I have only read Greg Egan's Diaspora twice, so my fanboy imitation is very poor.


Posted by shrdlu on 01-07-2003 12:20 AM:

KathleenTheCritic... WOO! That was good, thanks muchly! Very, very nice. Encore! If you're near the west coast, we should get together and do the next 'Forbidden Broadway'... (oh, I know there's a lot of other playwrights out there - hrmmm)

I was hoping someone couldn't resist the double-dog dare.

*back to plotting something cute to post, um... eventually*


Posted by scablet on 01-07-2003 12:22 AM:

Osbournes

GANDALF saunters in, leaning on his walking-stick. He stares, mouth slightly agape, at FRODO, who is sitting on the couch with the ring in his palm.

GANDALF: Wot th'bloody BEEP Frodo! 'owmanny times I got to tell ye to gnnanrm nbwmpnh ring hrmpnb Doom!

FRODO: Aw for BEEP's sake, Gandalf, I bloody well told yeh that I'd get over withit after my foot appointment! BEEPing BEEP.

GANDALF: AWROIGHT, 'ats BEEPing enough of that, Oi've 'ad enough of this blramgbm bfmlanp BEEP. Oi t..t..told you once before, Oi says "Frodo, you got t..t..to take the Ring and blmabmn hmaphbmnat BEEP BEEP Doom!"

SAM runs in, carrying a SMALL, UNATTRACTIVE DOG.

SAM: THE ROTTEN..! IT PISSED ON MY - Say, Frodo, oughtn't you be takin' that thing to Mount Doom already?

FRODO: BEEP BEEP BEEEEP. That's th'last time I want to hear about the BEEPing Ring and BEEP BEEP BEEEPin' Mount Doom, you hear me Sam? Can't get a moment's peace around here without one of yeh tossers at my neck fer this, I'm bloody sick of it, won't BEEPing take it.

SAM: Now wait just a BEEPing --

FRODO: ALL I BLOODY WANT is a BEEPing moment's relaxation, is all! BEEP BEEP BEEP. D'you 'ave any BEEPing clue how much BEEPin' stress I'm under lately? DO YOU

GANDALF: Hrgblfgh brhmph echanenbl.

SAM: BEEP BEEP.

FRODO: BEEP.

GANDALF: BEEP.

SMALL, UNATTRACTIVE DOG: woof!


Posted by shrdlu on 01-07-2003 12:45 AM:

Re: Osbournes

** APPLAUDS **


Posted by saxamaphone on 01-07-2003 01:56 AM:

quote:
Originally posted by shrdlu
Phantom of the Opera (or Chorus Line -- double-dog-dare! Yes, I'm a theatre geek.)


How about RENT?
*-*-*
* [SHORT TASK A]: Summarize the forum thread in two sentences.
* [SHORT TASK B]: Carry on the forum thread from the end of its last post.
The lines that come next are taken from a separate source unrelated to the forum thread.

(Items listed in a dataset)
*-*-*
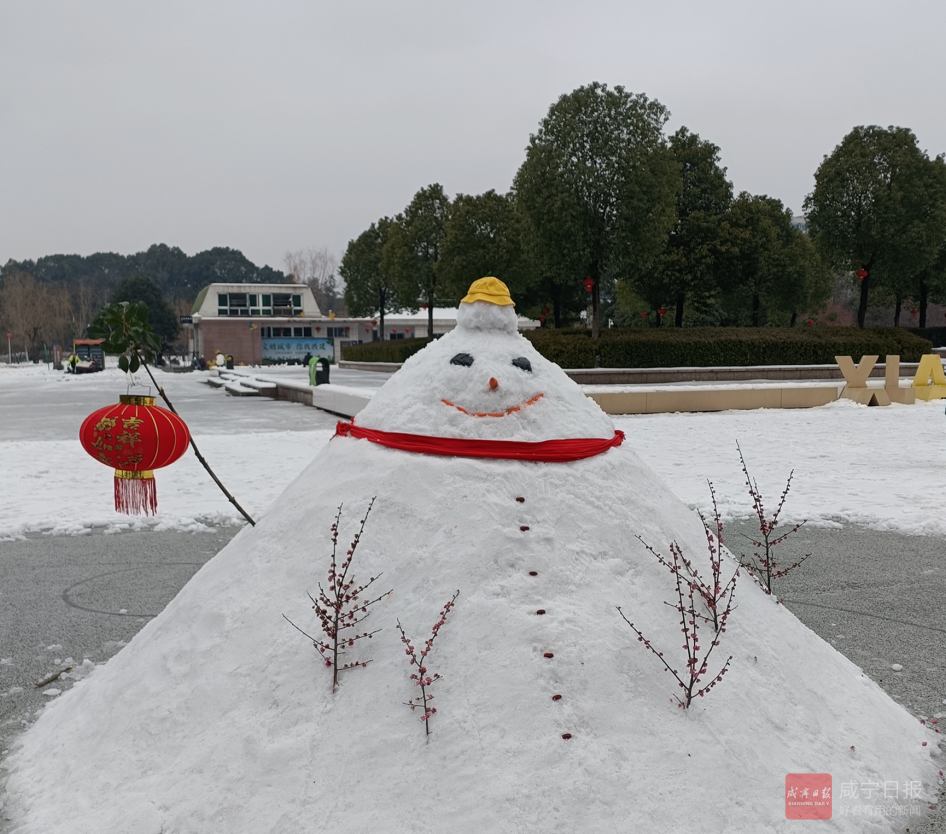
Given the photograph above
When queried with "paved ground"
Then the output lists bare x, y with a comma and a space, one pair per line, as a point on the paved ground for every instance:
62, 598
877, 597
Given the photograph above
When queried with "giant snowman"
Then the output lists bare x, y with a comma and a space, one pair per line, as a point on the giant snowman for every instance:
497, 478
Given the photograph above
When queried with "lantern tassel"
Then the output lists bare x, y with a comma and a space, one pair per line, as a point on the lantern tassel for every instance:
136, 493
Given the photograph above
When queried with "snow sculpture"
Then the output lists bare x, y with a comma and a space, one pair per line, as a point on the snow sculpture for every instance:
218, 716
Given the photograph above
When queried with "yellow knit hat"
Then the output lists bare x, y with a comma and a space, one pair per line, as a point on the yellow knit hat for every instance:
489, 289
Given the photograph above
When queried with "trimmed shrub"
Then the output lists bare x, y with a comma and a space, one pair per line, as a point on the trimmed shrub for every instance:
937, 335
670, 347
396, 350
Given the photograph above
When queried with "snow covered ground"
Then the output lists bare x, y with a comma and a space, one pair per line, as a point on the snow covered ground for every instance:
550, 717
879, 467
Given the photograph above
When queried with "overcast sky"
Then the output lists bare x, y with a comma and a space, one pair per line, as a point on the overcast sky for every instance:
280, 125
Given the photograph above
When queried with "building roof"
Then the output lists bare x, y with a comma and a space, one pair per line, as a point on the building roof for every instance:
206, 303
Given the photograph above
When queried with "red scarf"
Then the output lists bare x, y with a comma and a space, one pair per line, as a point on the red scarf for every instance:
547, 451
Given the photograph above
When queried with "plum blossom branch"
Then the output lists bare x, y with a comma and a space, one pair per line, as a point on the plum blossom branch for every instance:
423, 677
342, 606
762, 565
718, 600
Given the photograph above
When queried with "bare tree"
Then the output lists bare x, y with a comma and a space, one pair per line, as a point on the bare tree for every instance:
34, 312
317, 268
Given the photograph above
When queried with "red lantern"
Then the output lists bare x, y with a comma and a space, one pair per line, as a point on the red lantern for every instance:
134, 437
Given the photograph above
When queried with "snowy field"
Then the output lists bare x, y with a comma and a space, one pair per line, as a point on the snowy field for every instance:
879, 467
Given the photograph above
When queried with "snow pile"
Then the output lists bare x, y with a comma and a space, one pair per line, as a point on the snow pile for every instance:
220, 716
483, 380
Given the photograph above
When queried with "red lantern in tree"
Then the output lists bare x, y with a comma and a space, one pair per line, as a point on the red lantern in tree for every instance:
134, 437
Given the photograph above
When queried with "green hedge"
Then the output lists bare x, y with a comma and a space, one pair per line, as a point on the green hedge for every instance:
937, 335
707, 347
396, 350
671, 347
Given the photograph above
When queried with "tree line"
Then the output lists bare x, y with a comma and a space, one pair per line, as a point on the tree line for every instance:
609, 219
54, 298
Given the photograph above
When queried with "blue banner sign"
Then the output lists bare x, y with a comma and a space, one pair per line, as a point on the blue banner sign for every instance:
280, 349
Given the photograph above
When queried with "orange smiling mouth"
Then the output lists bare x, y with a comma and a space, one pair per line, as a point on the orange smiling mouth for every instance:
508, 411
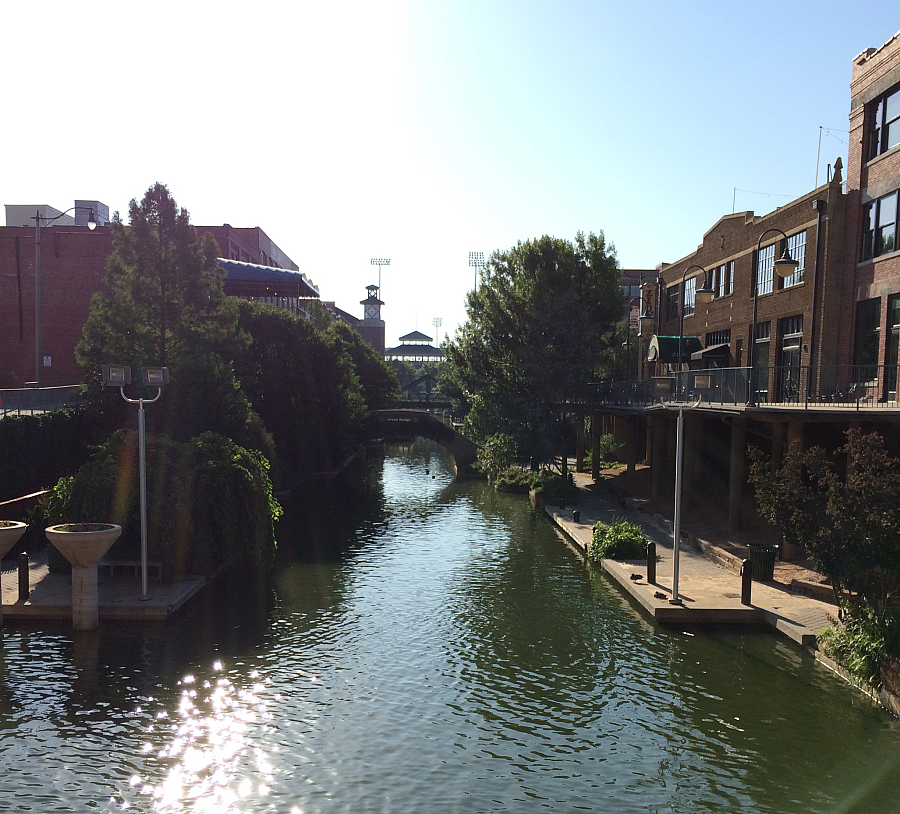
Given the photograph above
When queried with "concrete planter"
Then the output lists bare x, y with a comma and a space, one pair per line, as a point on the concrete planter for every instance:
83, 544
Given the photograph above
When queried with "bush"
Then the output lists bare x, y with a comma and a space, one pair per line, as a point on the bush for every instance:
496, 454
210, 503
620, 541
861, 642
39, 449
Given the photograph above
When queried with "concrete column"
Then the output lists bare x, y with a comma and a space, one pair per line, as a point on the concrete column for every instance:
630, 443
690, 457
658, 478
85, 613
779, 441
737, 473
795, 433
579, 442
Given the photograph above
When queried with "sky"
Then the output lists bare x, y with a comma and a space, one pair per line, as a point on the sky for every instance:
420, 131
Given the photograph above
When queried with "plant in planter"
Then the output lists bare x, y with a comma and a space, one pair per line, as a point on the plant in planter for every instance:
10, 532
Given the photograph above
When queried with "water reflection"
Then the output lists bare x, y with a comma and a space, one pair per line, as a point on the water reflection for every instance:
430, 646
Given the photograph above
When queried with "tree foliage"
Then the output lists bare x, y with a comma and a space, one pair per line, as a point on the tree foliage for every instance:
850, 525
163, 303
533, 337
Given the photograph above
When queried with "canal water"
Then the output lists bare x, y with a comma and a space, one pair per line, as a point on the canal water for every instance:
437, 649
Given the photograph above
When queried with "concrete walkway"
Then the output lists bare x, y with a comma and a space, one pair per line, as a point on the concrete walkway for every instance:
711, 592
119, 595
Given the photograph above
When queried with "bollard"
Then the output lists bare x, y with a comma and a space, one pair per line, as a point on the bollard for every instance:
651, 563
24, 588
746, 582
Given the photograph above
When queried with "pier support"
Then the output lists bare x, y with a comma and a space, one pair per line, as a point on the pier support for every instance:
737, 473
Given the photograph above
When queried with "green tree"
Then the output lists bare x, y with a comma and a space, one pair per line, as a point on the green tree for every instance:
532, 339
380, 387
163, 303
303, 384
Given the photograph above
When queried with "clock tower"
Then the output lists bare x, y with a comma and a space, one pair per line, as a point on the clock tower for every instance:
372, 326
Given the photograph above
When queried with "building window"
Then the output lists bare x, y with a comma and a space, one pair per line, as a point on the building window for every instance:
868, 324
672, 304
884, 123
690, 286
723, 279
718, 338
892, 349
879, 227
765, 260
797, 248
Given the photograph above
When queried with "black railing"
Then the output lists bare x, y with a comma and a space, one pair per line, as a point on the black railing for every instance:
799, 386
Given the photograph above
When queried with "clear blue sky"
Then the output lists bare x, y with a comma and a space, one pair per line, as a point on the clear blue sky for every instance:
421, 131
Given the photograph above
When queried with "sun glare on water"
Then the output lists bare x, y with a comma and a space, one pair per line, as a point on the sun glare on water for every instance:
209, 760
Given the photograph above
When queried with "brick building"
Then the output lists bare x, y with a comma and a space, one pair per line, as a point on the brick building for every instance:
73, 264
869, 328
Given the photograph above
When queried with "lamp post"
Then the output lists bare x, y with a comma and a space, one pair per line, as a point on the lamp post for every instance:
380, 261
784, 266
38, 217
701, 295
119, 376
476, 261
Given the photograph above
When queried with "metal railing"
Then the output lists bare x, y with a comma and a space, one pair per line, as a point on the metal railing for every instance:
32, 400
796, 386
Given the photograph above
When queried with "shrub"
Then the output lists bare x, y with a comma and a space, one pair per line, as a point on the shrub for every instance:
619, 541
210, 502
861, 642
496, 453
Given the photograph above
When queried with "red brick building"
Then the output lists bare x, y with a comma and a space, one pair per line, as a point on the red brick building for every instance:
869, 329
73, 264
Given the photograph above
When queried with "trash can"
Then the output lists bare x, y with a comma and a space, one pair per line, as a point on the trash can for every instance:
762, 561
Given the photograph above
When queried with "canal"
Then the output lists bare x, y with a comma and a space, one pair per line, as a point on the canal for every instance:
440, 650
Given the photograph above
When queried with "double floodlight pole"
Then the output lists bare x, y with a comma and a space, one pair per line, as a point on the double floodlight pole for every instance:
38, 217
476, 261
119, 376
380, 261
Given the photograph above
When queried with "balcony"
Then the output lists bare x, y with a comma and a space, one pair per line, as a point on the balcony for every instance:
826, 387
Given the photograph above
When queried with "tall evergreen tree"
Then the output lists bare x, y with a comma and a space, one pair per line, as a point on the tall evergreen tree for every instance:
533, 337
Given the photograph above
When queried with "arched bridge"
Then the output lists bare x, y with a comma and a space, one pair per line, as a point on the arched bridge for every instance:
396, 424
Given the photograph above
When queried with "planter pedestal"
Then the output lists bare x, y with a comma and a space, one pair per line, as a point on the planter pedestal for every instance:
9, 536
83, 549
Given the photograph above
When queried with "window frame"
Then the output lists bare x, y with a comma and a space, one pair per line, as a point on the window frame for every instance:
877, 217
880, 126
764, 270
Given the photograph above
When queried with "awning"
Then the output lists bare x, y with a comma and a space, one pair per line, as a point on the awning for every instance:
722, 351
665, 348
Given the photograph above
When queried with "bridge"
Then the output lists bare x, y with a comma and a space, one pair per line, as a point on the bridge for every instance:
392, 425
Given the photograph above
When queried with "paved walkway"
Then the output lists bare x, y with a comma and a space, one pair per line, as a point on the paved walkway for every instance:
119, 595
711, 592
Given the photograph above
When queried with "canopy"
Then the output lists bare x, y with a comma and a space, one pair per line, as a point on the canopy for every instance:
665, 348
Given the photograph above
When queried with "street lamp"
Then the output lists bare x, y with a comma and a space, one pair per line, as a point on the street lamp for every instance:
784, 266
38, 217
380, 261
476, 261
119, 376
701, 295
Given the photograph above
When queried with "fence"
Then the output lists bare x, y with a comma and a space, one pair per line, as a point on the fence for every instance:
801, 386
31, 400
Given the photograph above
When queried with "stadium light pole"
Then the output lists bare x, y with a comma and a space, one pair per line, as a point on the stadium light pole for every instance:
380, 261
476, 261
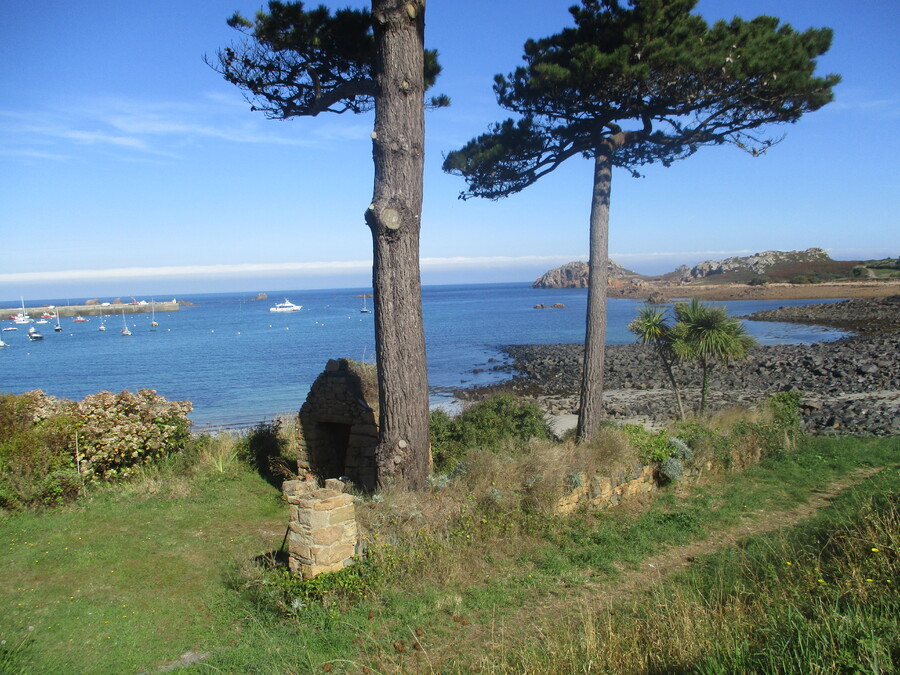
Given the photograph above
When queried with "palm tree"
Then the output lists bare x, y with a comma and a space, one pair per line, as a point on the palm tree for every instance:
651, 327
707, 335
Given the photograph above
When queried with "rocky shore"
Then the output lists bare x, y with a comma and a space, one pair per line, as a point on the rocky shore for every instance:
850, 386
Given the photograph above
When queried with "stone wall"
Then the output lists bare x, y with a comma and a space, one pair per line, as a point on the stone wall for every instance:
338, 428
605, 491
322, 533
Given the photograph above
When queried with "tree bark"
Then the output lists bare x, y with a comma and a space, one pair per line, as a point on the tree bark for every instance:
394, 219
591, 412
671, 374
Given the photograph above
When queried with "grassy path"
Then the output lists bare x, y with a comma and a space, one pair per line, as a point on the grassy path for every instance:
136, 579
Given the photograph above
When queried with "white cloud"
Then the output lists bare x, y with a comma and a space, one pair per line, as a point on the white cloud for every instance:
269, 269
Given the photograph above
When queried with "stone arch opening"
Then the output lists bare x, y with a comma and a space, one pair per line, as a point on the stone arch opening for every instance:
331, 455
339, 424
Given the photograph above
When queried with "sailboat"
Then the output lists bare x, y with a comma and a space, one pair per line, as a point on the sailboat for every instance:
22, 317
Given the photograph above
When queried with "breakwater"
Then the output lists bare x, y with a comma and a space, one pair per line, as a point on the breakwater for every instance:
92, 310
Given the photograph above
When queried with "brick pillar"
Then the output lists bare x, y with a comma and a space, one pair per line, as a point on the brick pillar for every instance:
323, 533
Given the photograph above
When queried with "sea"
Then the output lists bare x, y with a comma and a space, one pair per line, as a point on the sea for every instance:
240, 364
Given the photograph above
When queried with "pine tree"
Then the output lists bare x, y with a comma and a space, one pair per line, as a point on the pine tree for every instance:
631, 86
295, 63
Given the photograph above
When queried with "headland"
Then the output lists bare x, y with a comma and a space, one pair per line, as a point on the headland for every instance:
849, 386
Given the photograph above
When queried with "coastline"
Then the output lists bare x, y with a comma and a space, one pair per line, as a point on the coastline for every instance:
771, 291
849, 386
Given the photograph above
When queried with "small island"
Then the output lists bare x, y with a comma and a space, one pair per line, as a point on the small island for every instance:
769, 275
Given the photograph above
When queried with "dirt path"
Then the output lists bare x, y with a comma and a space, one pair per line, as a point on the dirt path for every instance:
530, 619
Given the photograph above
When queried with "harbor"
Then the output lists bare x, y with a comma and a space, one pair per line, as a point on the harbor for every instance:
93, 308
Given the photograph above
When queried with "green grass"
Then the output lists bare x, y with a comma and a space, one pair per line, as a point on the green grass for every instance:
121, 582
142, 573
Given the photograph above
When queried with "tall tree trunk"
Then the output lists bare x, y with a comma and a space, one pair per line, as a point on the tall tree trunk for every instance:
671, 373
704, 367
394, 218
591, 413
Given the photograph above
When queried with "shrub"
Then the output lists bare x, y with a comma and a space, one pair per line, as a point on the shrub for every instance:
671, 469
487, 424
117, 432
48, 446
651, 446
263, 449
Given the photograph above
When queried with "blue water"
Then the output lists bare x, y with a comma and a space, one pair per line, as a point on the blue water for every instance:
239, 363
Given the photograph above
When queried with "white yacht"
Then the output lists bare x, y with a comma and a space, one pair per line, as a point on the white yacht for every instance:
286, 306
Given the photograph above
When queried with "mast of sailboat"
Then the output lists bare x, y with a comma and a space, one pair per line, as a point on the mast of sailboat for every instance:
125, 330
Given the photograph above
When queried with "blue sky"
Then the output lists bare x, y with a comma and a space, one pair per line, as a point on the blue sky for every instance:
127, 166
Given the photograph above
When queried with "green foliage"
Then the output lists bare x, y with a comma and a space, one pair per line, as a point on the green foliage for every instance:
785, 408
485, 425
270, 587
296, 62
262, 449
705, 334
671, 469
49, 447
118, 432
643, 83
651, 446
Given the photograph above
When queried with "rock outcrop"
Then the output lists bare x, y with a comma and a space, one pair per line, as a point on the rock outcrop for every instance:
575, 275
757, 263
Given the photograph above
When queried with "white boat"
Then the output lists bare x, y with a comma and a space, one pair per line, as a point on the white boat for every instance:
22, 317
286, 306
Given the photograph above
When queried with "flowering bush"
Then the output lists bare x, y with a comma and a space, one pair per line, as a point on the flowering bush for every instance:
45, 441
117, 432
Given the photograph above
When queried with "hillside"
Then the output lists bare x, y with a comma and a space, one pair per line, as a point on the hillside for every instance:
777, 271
*-*-*
* [EXPECTED OUTPUT A]: In the forum thread, shrdlu praises KathleenTheCritic's post, and scablet offers an Osbournes-style scene in which Gandalf and Sam urge a profane Frodo to take the Ring to Mount Doom while he refuses. shrdlu applauds the scene, and saxamaphone, quoting shrdlu's dare for Phantom of the Opera or Chorus Line, suggests RENT.

* [EXPECTED OUTPUT B]:
"One Ring Glory," from the hit Broadway musical, RING

[FRODO]

One ring
Glory
One ring
To rule them all
Glory
One ring to be destroyed
Find one ring
One last quest
Glory
From the ringbearer hobbit
Who took on his noble quest
One ring
He had much hair on his feet
Glory
In the sight of the all-seeing eye
All-seeing eye
Find glory
Beyond the gates of Mordor
One ring
Before the war ends
Glory -- from Gollom's empty life
Time flies -- Orcs die
Glory -- One blaze of glory
One blaze of glory -- glory
Find
Glory
In a ring to be destroyed
Mt. Doom like a blazing fire
An eternal flame
Destroy
One ring
A ring about power
Glory
With the help of my friend Sam
My friend Sam
Destroy
The one ring
Before the battle in won
Glory
Like a sunset
One ring
To redeem Middle-Earth
Time flies
And then - no need to bear anymore
Orcs die


Posted by electricchickensoup on 01-07-2003 03:00 AM:

floored

HEE hEE hEEHJEEH hehee heee ehheh eh

(gasps for breath)

will contribute some poetry as soon as i can see straight again...


Posted by Mr. Goodwraith on 01-07-2003 03:55 AM:

The end of the "Dark Frodo" saga in CIRTH-MEN issue #137

Someone requested 80s-era Chris Claremont, I believe. You just had to set off that long-dormant, formerly excised part of my brain, didn't you? I'll get you for this...

[FRODO is walking towards the Cracks of Doom, having just incinerated GOLLUM and five NAZGUL with a flick of his bushy toe. He is using levitation to tow SAM, who is completely paralyzed except for his mouth.]

FRODO: "But you see, Sam, the progression is inevitable. From Frodo Baggins..." [we see him in an outlandish greenish-gold traveling outfit with a normal-size Ring on his finger] "...to Master Underhill..." [suddenly changes to heroic brown outfit with cape and mithril shirt and a Ring the size of a doughnut on a chain] "...to Dark Frodo." [suddenly changes to gray and black orc-rags and a Ring the size of a toilet seat around his midriff] "As inevitable as the tides of the sea, or of death. I can't stop it. I don't have the power, or the will."

SAM: "No, Mr. Frodo, no! Together, we'll work this out! It doesn't have to be this way!"

FRODO: "Yes, it does. You but seek to delay the denouement of a fate long scripted. An admirable ploy, but it has failed."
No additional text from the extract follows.